* **What needs to be done**: Rewrite every row below with "dropping a point" replaced by "placing a dot" and nothing else changed. Leave the pictures out of your answer.

____ Exercise data

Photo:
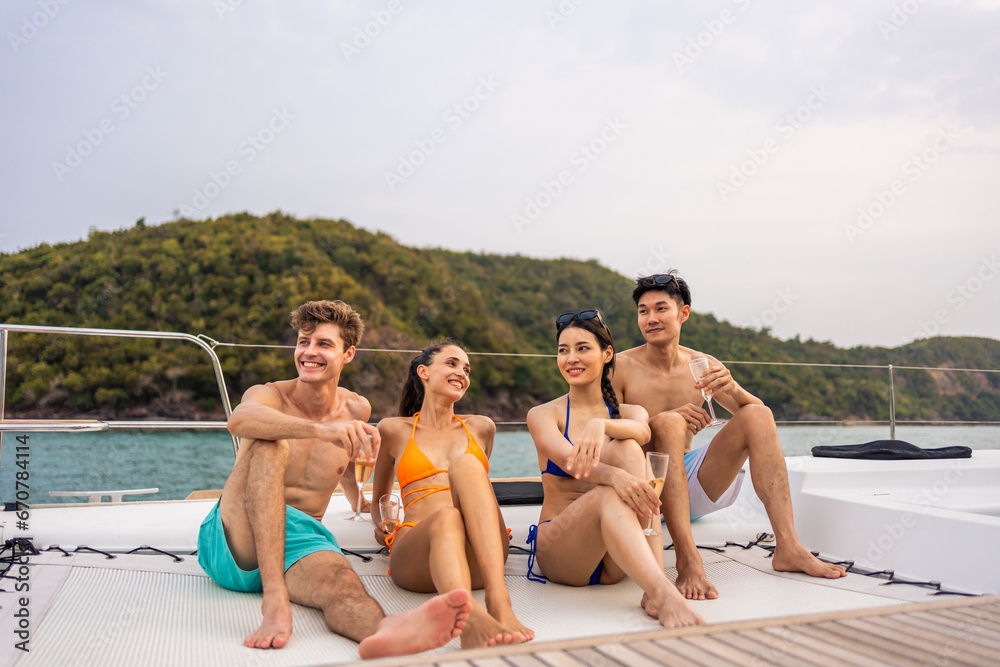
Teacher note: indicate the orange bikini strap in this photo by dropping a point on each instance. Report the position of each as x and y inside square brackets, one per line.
[431, 490]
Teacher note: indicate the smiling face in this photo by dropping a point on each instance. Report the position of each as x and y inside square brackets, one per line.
[580, 357]
[447, 373]
[320, 355]
[660, 316]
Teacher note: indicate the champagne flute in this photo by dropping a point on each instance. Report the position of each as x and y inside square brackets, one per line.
[698, 368]
[389, 511]
[656, 473]
[363, 466]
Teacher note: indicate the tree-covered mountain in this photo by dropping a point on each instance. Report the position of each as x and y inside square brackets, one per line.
[236, 278]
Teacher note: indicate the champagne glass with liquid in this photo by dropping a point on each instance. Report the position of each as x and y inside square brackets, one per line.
[656, 472]
[698, 368]
[389, 511]
[363, 466]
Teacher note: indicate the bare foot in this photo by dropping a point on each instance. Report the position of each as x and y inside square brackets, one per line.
[668, 607]
[484, 630]
[432, 624]
[799, 559]
[275, 628]
[692, 584]
[501, 609]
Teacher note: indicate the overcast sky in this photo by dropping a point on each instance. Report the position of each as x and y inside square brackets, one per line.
[827, 170]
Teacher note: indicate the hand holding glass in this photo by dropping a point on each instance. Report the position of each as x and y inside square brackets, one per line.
[698, 368]
[388, 506]
[656, 473]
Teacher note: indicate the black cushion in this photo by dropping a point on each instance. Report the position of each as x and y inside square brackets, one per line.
[518, 493]
[890, 450]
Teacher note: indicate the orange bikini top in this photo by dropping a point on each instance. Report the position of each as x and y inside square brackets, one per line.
[415, 466]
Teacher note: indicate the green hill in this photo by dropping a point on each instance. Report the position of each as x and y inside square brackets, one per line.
[235, 279]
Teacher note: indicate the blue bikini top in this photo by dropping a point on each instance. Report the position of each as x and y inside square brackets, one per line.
[550, 467]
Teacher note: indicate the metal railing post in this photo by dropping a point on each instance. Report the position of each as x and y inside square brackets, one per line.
[3, 379]
[892, 407]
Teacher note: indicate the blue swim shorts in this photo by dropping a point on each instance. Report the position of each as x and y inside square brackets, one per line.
[303, 535]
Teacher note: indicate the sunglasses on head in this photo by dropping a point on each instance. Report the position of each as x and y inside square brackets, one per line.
[666, 280]
[566, 318]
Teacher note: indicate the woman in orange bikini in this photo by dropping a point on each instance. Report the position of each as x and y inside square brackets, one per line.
[454, 535]
[597, 499]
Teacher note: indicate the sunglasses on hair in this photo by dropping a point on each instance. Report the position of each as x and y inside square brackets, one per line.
[566, 318]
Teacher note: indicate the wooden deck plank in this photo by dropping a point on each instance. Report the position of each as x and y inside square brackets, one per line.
[951, 643]
[967, 620]
[524, 660]
[788, 642]
[697, 656]
[659, 654]
[720, 649]
[861, 634]
[627, 655]
[591, 656]
[490, 662]
[958, 630]
[766, 649]
[557, 658]
[702, 645]
[841, 637]
[821, 642]
[988, 615]
[913, 647]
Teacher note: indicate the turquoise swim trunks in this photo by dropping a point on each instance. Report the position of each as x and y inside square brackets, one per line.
[303, 535]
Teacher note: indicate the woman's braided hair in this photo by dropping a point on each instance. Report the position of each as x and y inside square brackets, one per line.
[599, 329]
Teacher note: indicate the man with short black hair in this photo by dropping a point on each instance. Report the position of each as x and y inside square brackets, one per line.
[265, 534]
[656, 376]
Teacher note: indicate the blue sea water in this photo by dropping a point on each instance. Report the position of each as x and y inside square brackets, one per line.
[178, 462]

________

* **Complete response**:
Photo:
Teacher note: indicate the orange bikini strap in this photo by placing a dot on each instance. Report the position of each as x and y inside square brackets, one per line.
[431, 490]
Teacher note: indicate the smiling face in this photo by placing a dot on each instance. Report the position of each as x and y inside square brackets, one per line.
[580, 357]
[447, 373]
[320, 355]
[660, 316]
Teacher note: indicate the champagne flute in this photo by placing a dot on each instance. Report the position of each as x and y inside square brackets, one per line.
[698, 368]
[389, 511]
[656, 473]
[363, 466]
Teacher note: indicate the tree-covered mountain in this photo by placing a dot on each instance. Report the position of each as x and y inside square brackets, one per line.
[236, 278]
Teacher note: indicate the champagne glass with liquid in this photo by placing a dot on each instance. Report the position of each as x and y inside square brackets, one per line.
[656, 472]
[698, 368]
[389, 511]
[363, 466]
Teacher note: indicate the bare foot in this photo by placing a dot on each instance. Report the position of each as x and y inside square brackets, one per line.
[668, 607]
[484, 630]
[432, 624]
[799, 559]
[275, 628]
[692, 584]
[501, 609]
Teacher note: indicate the overcast sky in this photo by placing a dot on each instance. Report the position of each as x and y inside square brackets, one per line.
[827, 170]
Teacher note: indicate the hand holding glass in this photo by placing a dot on each instance. Report the position of each as x and y inside square brackets, one per line.
[698, 368]
[388, 506]
[656, 473]
Teacher note: indicate the black cushion in this photo by placing a dot on each instance. Report the position of each as x and y inside square brackets, one per line.
[518, 493]
[890, 450]
Teacher note: indicate the orange bikini top in this photo by placing a dot on each instance. Report the position of each as x and y inside square brackets, one per line.
[415, 466]
Teacher note: indicate the green hill in this photo by placing a dot on each instance. Report the position of each as x and y inside square brackets, one per line.
[235, 279]
Teacher note: indicate the blue bikini top in this photo by placing a dot on each instance. Report the position of each as x and y inside square brackets, one per line.
[550, 467]
Teacher note: indicate the metal railing post in this photo by placing a dot on each instance. Report the position of each as x and y inside square brackets, one per line.
[3, 379]
[892, 407]
Teacher note: indicate the blue swim shorts in this photo by placing a dot on each instance. Report the position of each as x and y inside square brackets, one per line.
[303, 535]
Teacher note: indicate the sunglasses on head in this photo by placing a dot on each instance. Report the position of each as x and y inside square brackets, one per line.
[666, 280]
[566, 318]
Teacher note: indicate the woman in orange bikini in this photo by placing a dot on each instance. Report the position of each as x and y inside square brackets, one per line.
[454, 535]
[597, 499]
Teacher note: indicate the sunglasses on hair in this photo by placing a dot on each instance. Report the position of each as x and y inside square brackets, one per line.
[566, 318]
Teacher note: indicate the wooden deck plank in this photo by placing a dot on each instance. Report the position of each as x and y inside square brackets, one per line.
[951, 643]
[967, 620]
[524, 660]
[788, 642]
[697, 656]
[659, 654]
[720, 649]
[861, 634]
[627, 655]
[591, 656]
[490, 662]
[958, 630]
[766, 649]
[557, 658]
[702, 645]
[841, 637]
[821, 642]
[988, 615]
[913, 647]
Teacher note: indicate the turquoise swim trunks in this photo by placing a dot on each instance. Report the position of each as x and y inside square brackets, one per line.
[303, 535]
Teacher note: indicate the woman's braided hair in this photo by placing a dot on each instance. Report the position of each as x and y inside square brackets, one per line.
[599, 329]
Teacher note: indicate the man with short black hair in this photo by placing a dot on each instance. Report the position of each as x and y inside square brackets, one per line.
[265, 534]
[656, 376]
Teacher note: indicate the blue sea water in this photo by placing a dot on each instance. Report the position of each as x and y inside square brackets, one per line.
[178, 462]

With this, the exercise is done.